_The problem_: Retype only what runs from the line that contains "Exercise. Spot the white airport" through the last line of the listing below, both lines included.

____ Data shown

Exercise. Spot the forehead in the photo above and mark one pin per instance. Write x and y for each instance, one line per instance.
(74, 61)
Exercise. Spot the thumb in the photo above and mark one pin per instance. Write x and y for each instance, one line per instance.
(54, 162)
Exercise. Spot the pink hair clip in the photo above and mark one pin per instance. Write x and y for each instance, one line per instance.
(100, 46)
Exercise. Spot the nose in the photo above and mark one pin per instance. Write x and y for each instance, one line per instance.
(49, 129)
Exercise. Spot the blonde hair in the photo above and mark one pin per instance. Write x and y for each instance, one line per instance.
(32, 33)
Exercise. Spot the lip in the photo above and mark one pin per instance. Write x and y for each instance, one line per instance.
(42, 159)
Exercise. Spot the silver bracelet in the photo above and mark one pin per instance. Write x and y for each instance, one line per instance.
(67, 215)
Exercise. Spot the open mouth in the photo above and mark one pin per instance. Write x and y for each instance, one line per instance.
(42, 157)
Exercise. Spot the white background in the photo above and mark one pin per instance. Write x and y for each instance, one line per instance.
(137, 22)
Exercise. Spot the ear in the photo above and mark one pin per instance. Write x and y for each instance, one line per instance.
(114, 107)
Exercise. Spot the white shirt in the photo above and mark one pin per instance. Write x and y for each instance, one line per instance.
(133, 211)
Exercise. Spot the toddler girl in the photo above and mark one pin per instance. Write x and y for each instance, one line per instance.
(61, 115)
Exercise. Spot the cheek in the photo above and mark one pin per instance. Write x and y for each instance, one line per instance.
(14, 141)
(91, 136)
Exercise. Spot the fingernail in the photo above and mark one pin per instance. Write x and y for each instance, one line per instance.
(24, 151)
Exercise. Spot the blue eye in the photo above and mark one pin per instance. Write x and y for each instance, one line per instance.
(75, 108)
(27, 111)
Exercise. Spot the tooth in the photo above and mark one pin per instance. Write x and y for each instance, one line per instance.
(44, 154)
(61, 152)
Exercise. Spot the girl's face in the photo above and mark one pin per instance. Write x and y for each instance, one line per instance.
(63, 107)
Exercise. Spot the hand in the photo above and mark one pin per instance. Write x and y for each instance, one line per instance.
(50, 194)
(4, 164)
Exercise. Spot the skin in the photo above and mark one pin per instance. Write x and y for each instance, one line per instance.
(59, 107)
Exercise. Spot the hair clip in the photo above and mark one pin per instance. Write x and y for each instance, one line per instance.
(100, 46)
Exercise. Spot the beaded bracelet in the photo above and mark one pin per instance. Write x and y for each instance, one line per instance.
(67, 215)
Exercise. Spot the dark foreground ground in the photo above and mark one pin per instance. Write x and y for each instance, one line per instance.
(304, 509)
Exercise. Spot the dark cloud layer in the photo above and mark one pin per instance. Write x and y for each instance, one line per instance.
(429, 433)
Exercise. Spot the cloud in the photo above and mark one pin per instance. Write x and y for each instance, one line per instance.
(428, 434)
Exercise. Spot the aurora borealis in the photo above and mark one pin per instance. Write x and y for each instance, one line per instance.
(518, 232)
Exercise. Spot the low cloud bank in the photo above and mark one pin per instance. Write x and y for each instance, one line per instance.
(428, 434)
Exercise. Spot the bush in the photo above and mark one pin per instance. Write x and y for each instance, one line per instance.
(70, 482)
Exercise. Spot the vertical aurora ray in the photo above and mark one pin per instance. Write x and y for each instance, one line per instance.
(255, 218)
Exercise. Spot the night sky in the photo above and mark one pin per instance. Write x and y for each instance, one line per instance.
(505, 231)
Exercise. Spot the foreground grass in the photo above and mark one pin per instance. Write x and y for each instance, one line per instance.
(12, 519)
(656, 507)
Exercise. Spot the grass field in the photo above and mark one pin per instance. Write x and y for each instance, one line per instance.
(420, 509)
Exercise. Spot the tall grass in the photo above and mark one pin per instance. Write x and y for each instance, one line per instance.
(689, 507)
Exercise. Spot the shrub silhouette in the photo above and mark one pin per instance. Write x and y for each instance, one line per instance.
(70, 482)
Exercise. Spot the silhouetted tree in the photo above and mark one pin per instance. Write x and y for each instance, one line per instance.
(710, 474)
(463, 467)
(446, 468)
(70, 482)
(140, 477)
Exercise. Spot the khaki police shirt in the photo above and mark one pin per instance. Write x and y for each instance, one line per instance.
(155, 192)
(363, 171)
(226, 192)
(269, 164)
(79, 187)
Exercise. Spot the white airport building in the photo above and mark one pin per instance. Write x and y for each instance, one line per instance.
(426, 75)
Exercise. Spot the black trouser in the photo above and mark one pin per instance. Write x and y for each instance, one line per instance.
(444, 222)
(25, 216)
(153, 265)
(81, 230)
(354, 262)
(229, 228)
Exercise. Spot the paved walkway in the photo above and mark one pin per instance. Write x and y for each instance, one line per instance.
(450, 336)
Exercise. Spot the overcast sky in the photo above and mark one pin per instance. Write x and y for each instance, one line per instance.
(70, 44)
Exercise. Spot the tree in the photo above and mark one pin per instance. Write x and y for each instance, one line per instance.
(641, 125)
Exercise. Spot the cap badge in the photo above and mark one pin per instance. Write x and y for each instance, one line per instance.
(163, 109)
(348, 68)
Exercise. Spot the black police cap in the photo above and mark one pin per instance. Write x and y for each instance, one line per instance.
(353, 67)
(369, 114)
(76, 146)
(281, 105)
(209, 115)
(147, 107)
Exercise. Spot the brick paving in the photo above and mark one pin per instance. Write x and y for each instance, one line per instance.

________

_Exercise output_:
Exercise. Spot the white airport building in the photo above and mark one pin per instance. Write x and y for each instance, one line per instance.
(426, 75)
Exercise. Spot the black trouser in the photo above and mark one pin per instance. Write x and y for each instance, one line per instance.
(444, 222)
(25, 216)
(153, 265)
(81, 230)
(354, 262)
(229, 228)
Exercise. Spot the paved walkway in the photo above and mark one pin per instance. Write x and y for each instance, one line per instance.
(450, 336)
Exercise. Spot the overcast sky in the photo above and mark one pin per instance. Write x and y for each instance, one line per instance.
(70, 44)
Exercise. Spot the tree in the photo above and mark one pin per instance. Write x and y for each instance, one line per instance.
(641, 125)
Exercise. Spot the cap badge in the photo above and mark one pin per instance. Write x and y for each instance, one line per instance.
(163, 109)
(348, 68)
Exercise. Spot the black police cap in the photo above and mark one pin per instance. Write x and y for each instance, one line per instance.
(353, 67)
(369, 114)
(76, 146)
(281, 105)
(209, 115)
(147, 107)
Exercise. Spot the brick paving in the photo above and mark one pin per instance. Write x and y for each instance, one line per instance.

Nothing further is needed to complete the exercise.